**Selected extract**

Precisely measuring the differing filamentary cytoskeletal characteristics of mobile and stationary cells

Most biological cells have a fixed place in an organism. However, cells can become mobile and move through the body. This happens, for example, during wound healing or when tumor cells divide uncontrollably and migrate through the body. Mobile and stationary cells differ in various ways, including their cytoskeleton.

This structure of protein filaments makes the cells stable, stretchable and resistant to external forces. In this context, "intermediate filaments" play an important role. Interestingly, two different types of intermediate filaments are found in mobile and stationary cells.

Researchers at the University of Göttingen and ETH Zurich have succeeded in precisely measuring and describing the mechanical properties of these two filaments. In the process, they discovered parallels with non-biological materials. The results have been published in Matter.

The scientists used optical tweezers to investigate how the filaments behave under tension. They attached the ends of the filaments to tiny plastic beads, which they then moved in a controlled way with the help of a laser beam. This stretched the two different types of filaments, which are known as vimentin and keratin. The researchers worked out which forces were necessary for the stretching and how the different filaments behaved when they were stretched several times.

Surprisingly, the two different filaments behave in contrasting ways when repeatedly stretched: vimentin filaments become softer and retain their length, keratin filaments become longer and retain their stiffness. The experimental results match computer simulations of molecular interactions: in vimentin filaments, the researchers assume that structures open up, similar to gels made of several components; in keratin filaments, they assume that structures shift against each other, as in metals.

Both mechanisms explain that the networks of intermediate filaments in the cytoskeleton can be deformed very strongly without being damaged. However, this protective factor is explained by fundamentally different physical principles.

"These results extend our understanding of why different cell types have such different mechanical properties," explains Dr. Charlotta Lorenz, first author of the study.

Professor Sarah Köster, from Göttingen University's Institute of X-Ray Physics and leader of the study, adds, "We can learn from nature and think about the design of new, sustainable and transformable materials whose properties can be chosen or designed to fit the requirements exactly."

**Explore the material**
1. In the article on intermediate filaments, what happens to keratin filaments when they are stretched repeatedly?
2. Reproduce word for word a passage from the article on intermediate filaments: begin at the words "This structure of" and stop after "published in Matter.".
The listing that comes next plays no part in the work here.

**Provided data**
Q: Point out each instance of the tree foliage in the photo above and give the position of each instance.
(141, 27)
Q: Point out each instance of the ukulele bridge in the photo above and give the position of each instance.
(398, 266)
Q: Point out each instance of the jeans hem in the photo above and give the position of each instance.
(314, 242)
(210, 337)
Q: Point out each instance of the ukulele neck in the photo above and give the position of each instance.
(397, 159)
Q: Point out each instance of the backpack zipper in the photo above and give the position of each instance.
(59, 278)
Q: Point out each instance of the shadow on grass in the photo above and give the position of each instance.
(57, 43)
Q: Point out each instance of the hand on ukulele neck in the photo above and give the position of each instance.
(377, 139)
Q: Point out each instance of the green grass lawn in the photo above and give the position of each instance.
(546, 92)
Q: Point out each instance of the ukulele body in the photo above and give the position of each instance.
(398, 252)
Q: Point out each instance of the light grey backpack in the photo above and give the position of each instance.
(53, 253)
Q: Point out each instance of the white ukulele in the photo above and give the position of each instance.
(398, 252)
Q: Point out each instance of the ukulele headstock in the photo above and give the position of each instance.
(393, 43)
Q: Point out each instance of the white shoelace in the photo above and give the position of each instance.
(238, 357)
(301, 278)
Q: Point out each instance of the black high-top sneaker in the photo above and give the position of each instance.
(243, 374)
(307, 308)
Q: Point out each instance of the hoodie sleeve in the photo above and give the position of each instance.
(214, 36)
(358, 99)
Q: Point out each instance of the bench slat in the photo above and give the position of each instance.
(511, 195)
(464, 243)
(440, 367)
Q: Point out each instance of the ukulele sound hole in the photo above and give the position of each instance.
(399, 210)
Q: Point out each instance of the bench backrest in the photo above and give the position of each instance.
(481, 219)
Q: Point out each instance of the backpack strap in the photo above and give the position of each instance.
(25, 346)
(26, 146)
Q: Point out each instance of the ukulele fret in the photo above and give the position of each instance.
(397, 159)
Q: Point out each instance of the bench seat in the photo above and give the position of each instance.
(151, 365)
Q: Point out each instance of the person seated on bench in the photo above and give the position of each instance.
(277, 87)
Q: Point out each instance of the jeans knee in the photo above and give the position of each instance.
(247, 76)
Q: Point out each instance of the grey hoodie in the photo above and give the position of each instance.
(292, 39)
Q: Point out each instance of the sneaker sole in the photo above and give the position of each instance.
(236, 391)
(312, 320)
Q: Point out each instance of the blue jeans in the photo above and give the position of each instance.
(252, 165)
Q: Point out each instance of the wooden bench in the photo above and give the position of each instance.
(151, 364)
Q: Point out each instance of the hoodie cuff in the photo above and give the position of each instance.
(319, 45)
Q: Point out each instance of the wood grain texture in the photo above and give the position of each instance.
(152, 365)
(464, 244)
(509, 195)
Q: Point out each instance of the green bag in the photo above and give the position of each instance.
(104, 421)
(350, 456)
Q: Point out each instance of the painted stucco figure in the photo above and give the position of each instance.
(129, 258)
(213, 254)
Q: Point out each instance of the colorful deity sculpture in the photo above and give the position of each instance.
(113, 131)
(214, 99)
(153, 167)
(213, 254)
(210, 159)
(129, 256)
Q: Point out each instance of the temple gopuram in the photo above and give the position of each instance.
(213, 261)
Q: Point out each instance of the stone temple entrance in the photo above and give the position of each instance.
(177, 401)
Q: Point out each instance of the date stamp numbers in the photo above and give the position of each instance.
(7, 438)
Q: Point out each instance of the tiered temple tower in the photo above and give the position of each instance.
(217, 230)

**Numbered responses**
1. Keratin filaments become longer and retain their stiffness.

2.
This structure of protein filaments makes the cells stable, stretchable and resistant to external forces. In this context, "intermediate filaments" play an important role. Interestingly, two different types of intermediate filaments are found in mobile and stationary cells.

Researchers at the University of Göttingen and ETH Zurich have succeeded in precisely measuring and describing the mechanical properties of these two filaments. In the process, they discovered parallels with non-biological materials. The results have been published in Matter.